> **STATED TASK**:
Rewrite the lines from the one containing "In this exercise you will indicate the green" through the last line, swapping "green foliage outside" for "greenery outside" and leaving everything else unchanged.
········
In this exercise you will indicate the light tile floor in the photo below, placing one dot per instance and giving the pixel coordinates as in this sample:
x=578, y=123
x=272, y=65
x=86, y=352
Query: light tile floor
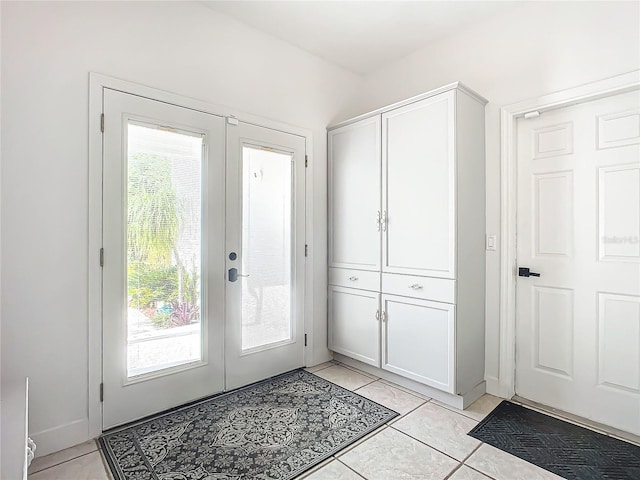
x=427, y=442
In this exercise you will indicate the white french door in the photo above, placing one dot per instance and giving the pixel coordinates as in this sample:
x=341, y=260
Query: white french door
x=163, y=274
x=265, y=249
x=203, y=254
x=578, y=293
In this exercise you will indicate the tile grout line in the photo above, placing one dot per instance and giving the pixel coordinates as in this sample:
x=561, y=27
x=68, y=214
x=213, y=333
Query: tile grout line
x=461, y=412
x=426, y=444
x=472, y=468
x=338, y=460
x=400, y=417
x=452, y=472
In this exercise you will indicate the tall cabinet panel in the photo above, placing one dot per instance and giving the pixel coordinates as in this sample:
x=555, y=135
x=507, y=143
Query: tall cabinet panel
x=407, y=223
x=418, y=178
x=354, y=196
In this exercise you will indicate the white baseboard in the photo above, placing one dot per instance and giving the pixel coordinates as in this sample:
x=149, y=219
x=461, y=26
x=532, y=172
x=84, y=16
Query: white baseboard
x=61, y=437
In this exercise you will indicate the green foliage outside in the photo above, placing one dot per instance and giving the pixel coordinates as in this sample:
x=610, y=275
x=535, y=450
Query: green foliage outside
x=156, y=274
········
> **CORRECT RESPONSE**:
In this exercise you will indicate the greenery outside in the photo above, placing one dot per instance and giving the pixel coordinates as in this sample:
x=610, y=275
x=535, y=450
Query: greenery outside
x=156, y=274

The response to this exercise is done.